To be done ▸ Rewrite the records from the line containing "Guideline: mark the horse's hind" through the last line as a numbered list, one line per item and no blank lines.

==== Records shown ====

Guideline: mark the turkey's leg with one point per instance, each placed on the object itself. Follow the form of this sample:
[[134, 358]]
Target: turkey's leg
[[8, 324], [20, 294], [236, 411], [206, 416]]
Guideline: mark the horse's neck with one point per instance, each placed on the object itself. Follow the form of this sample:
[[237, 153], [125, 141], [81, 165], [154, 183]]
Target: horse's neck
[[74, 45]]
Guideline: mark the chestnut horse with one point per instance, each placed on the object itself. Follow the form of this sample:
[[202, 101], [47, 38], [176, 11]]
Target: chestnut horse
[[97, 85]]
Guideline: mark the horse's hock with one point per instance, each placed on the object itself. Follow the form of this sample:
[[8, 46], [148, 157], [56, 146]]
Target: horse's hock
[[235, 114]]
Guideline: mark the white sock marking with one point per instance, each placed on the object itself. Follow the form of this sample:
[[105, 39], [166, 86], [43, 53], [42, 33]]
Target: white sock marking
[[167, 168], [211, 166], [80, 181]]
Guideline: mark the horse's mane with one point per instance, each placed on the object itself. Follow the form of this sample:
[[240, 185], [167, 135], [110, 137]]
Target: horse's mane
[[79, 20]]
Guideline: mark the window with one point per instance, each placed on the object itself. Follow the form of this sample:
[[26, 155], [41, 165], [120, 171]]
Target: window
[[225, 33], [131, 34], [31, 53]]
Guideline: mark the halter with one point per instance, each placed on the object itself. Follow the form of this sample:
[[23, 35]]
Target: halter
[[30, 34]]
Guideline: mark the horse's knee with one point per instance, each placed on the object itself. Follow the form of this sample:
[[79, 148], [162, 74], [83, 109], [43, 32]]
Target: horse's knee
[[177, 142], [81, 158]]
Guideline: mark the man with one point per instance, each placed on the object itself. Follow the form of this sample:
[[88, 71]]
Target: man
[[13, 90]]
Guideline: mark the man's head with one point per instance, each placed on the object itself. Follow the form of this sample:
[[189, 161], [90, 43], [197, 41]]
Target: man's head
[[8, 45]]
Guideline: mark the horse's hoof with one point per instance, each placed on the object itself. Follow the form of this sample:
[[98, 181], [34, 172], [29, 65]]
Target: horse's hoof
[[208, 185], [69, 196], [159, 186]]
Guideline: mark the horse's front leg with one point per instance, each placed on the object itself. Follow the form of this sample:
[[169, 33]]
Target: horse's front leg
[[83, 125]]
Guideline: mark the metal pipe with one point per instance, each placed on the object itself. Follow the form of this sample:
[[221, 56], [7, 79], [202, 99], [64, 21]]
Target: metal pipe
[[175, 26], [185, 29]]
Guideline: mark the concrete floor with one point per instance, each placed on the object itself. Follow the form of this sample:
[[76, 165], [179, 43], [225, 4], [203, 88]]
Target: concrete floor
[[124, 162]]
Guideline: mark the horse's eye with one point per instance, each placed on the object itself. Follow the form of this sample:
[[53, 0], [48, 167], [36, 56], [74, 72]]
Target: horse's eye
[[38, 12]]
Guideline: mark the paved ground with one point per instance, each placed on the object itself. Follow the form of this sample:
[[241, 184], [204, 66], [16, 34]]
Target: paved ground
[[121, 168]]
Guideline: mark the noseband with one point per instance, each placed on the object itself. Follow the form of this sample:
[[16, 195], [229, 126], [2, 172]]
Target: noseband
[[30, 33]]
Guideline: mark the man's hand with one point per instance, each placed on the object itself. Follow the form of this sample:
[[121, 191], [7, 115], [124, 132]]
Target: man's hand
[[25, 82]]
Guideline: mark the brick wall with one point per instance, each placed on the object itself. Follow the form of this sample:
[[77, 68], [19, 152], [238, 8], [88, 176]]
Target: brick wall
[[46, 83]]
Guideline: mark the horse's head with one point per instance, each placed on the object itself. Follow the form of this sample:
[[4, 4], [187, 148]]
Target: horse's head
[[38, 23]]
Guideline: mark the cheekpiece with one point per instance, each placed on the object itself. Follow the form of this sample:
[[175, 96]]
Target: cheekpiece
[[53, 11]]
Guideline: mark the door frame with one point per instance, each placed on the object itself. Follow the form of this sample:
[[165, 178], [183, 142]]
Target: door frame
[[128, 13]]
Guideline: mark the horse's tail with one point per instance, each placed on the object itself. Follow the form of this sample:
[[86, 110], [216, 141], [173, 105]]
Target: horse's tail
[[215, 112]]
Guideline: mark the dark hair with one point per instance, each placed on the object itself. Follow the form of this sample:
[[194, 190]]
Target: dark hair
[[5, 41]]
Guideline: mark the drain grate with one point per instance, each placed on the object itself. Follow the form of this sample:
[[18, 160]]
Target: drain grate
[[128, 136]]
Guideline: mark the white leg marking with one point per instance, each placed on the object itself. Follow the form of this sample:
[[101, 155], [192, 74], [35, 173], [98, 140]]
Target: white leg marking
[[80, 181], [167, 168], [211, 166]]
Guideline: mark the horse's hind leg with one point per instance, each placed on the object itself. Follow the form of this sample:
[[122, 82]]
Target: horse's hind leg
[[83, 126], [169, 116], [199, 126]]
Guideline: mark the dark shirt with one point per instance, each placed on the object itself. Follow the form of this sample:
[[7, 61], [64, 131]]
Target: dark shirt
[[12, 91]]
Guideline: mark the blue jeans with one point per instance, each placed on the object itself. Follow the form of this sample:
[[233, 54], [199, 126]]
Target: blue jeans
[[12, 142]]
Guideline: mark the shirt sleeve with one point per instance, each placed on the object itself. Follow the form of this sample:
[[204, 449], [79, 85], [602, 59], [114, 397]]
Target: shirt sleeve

====

Solution for this task ▸
1. Guideline: mark the horse's hind leg with one point per instance, each placed on the object itself. Follow the form of this sample:
2. [[122, 82]]
3. Target: horse's hind leg
4. [[83, 126], [169, 116], [199, 126]]
5. Guideline: mark the dark shirt with one point per instance, each placed on the object itself. Follow the form of this sample:
6. [[7, 61], [64, 131]]
7. Target: dark shirt
8. [[12, 91]]
9. Guideline: mark the blue jeans with one point per instance, each placed on the object itself. Follow the form of this sample:
10. [[233, 54], [199, 126]]
11. Target: blue jeans
12. [[12, 142]]
13. Guideline: mark the shirt sleeve with one point per instance, each placed on the object itself. Follow the form of this sample:
14. [[204, 449], [79, 85], [602, 59], [114, 397]]
15. Target: shirt sleeve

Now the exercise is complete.